[Outline annotation entries]
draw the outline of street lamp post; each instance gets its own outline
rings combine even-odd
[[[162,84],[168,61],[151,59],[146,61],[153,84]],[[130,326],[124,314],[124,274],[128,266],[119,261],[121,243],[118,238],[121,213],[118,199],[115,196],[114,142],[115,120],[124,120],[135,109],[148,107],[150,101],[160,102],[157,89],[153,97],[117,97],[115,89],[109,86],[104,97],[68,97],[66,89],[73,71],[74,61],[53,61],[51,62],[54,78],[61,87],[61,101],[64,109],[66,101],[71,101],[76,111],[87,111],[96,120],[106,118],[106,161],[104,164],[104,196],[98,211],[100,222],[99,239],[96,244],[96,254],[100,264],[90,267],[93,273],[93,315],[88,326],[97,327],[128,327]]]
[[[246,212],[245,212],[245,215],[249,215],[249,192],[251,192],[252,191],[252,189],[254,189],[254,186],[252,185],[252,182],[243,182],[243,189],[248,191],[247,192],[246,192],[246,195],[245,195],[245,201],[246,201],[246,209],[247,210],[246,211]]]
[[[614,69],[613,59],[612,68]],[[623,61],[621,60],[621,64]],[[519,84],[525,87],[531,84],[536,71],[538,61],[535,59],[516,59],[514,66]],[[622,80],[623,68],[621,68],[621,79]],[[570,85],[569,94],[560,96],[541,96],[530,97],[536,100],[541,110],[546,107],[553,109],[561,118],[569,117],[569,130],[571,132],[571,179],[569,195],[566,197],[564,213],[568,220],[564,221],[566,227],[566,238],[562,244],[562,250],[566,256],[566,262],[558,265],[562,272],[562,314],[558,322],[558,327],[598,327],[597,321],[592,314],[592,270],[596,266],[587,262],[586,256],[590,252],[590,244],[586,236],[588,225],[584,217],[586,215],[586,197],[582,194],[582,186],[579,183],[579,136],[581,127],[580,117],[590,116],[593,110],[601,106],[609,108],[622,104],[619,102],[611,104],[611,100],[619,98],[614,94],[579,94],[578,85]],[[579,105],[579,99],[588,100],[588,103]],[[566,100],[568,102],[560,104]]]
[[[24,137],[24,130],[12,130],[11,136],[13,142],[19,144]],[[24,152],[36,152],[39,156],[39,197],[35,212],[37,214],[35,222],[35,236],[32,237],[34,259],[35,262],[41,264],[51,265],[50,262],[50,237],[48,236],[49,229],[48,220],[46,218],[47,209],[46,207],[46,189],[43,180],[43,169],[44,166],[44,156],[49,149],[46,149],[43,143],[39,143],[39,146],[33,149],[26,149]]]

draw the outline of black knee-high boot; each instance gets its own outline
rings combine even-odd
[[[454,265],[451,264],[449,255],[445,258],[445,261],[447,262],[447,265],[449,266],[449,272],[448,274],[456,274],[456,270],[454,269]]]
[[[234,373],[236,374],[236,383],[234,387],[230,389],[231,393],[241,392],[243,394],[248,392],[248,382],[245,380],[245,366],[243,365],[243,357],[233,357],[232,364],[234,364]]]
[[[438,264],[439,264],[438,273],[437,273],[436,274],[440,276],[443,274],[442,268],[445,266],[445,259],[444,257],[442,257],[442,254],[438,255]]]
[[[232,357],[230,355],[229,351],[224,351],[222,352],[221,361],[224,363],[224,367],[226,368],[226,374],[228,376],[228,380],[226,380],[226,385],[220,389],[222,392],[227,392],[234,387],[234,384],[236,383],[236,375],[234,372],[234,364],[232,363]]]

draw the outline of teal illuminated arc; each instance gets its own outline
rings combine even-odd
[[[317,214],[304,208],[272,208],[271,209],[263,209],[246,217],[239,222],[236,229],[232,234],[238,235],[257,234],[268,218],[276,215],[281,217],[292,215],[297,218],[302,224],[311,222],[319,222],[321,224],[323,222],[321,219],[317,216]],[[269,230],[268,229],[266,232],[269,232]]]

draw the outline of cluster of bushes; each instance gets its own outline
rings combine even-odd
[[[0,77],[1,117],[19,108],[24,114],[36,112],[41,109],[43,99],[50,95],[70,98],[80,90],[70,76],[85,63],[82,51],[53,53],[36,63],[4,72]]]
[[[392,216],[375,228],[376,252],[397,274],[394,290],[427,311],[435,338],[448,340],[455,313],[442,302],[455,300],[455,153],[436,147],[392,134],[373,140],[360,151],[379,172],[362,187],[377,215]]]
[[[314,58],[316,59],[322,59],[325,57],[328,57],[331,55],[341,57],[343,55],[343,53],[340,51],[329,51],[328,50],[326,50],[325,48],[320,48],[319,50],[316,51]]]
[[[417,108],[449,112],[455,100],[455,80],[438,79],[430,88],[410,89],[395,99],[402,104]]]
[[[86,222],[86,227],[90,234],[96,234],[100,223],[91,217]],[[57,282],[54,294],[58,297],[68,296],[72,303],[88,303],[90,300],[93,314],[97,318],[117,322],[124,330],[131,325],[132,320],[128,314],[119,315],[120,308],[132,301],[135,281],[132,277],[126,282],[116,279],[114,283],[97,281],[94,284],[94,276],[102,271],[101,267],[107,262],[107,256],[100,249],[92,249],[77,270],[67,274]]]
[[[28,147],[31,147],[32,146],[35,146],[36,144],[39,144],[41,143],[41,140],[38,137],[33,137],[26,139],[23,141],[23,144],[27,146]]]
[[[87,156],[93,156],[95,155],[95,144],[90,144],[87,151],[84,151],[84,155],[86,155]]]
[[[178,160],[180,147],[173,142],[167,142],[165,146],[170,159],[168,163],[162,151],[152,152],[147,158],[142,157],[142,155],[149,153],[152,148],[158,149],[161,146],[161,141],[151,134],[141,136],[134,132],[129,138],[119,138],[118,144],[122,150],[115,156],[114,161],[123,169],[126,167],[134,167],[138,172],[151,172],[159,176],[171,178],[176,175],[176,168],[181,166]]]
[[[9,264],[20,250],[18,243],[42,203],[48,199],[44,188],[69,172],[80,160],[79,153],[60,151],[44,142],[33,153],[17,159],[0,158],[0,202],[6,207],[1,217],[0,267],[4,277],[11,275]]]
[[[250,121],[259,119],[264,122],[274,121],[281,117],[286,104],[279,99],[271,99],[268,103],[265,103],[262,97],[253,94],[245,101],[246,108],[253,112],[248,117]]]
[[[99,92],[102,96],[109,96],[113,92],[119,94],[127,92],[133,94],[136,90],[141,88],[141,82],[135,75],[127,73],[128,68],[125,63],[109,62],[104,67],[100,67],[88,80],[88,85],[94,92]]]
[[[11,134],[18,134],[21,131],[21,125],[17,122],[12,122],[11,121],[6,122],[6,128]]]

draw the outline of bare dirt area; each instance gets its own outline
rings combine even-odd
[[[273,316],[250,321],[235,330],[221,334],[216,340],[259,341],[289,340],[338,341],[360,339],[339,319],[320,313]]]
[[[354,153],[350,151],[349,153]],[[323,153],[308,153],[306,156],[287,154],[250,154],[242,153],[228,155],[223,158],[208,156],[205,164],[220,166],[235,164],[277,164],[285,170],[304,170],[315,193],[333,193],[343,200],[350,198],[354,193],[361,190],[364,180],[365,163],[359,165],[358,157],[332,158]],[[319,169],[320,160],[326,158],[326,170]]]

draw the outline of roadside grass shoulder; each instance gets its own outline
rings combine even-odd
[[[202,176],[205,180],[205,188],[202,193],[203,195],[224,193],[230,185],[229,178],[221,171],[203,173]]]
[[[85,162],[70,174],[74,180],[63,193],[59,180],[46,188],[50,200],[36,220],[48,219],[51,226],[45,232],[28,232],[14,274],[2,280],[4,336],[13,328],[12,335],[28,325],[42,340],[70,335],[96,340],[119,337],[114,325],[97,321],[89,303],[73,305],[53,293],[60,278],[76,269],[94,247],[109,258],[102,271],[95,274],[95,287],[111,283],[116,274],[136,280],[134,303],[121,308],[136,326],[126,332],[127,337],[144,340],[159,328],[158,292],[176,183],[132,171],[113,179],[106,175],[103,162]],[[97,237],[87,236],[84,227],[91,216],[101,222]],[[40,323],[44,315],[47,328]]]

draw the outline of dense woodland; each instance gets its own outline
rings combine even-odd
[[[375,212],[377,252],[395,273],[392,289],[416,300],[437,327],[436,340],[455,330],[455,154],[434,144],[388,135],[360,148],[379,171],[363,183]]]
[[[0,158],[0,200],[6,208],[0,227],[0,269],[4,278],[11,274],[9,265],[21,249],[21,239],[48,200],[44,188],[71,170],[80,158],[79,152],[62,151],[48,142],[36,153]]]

# Problem details
Reproduce without any changes everything in the entries above from the line containing "draw the outline of roadside" down to the last line of the entries, including both ends.

# Output for this task
draw the outline of roadside grass shoulder; each instance gets its own outline
rings combine even-odd
[[[202,176],[205,180],[205,188],[202,193],[203,195],[224,193],[230,185],[229,178],[221,171],[203,173]]]
[[[85,162],[70,174],[74,180],[63,193],[59,180],[46,188],[50,200],[36,220],[48,219],[51,226],[45,232],[28,232],[14,274],[2,280],[4,336],[13,328],[12,335],[28,325],[42,340],[70,335],[96,340],[119,337],[114,325],[97,321],[89,303],[73,305],[53,293],[60,278],[76,269],[94,247],[109,258],[102,271],[95,274],[95,287],[111,283],[116,274],[136,280],[134,303],[121,308],[136,326],[126,332],[127,337],[144,340],[159,328],[158,292],[176,183],[132,171],[113,179],[106,175],[103,162]],[[97,237],[87,236],[84,227],[91,216],[101,222]],[[40,323],[44,315],[47,328]]]

draw the outline of dense woodland; each instance gets its own outline
rings combine even-odd
[[[375,212],[377,252],[395,273],[392,289],[416,300],[437,327],[436,340],[455,330],[455,154],[434,144],[388,135],[360,148],[379,171],[363,183]]]
[[[0,158],[0,200],[6,208],[0,227],[0,269],[4,278],[11,274],[9,265],[21,249],[21,239],[48,200],[44,188],[71,170],[80,158],[79,152],[62,151],[48,142],[36,153]]]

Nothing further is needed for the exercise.